-- Aim --
Answer these questions from the source text below:
(a) Who conducts the meeting on Saturday 7th December 2019?
(b) Which book is not needed this month?
(c) In what year did Thomas Weelkes move to Chichester Cathedral?

-- Source text --
---

For details of previous meetings, click here.

Saturday 7th December 2019

Conducted by Neil Hawes

Please note that music files that are linked to are not necessarily the same edition we will be using on the day and therefore there may be some slight differences.

The Oxford Book of English Madrigals is not needed this month.

Anon Rejoice in the Lord alway or YouTube SATB
This beautiful 16th century anthem was for many years attributed to John Redford, who died in 1547, but it has been realised in recent years that there is no evidence for this, so it is now listed as anonymous. The words are from Philippians chapter 4, verses 4 to 7, which is part of a reading for the fourth Sunday in Advent.

Weelkes Lo country sports or YouTube SATB
Thomas Weelkes (1576-1623) was born in Sussex and became organist at Winchester College in 1598 and then moved to Chichester Cathedral in 1602. It was here later that he gained a reputation for being an alcoholic and for bad behaviour. In 1616 he was reported to the Bishop for being ‘noted and famed for a comon drunckard and notorious swearer & blasphemer’, and he was dismissed, but apparently retained most of his responsibilities. This piece was published in 1597 to words that would seem to be about Morris Dancing, although the bells you will hear sound more like church bells.

---

-- Supplied data --
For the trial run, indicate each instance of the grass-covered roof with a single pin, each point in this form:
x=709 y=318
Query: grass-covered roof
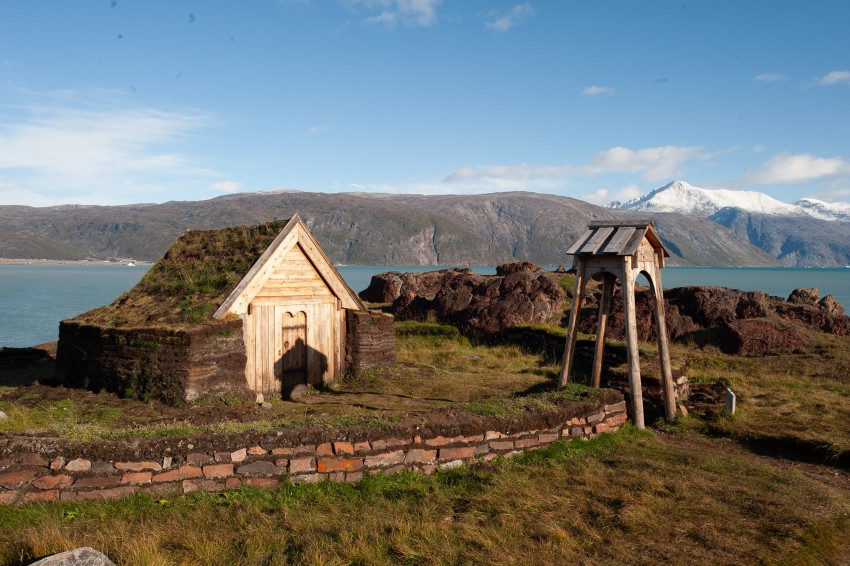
x=195 y=276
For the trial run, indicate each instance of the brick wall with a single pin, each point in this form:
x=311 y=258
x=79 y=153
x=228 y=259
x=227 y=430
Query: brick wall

---

-- Exercise response --
(a) Neil Hawes
(b) The Oxford Book of English Madrigals
(c) 1602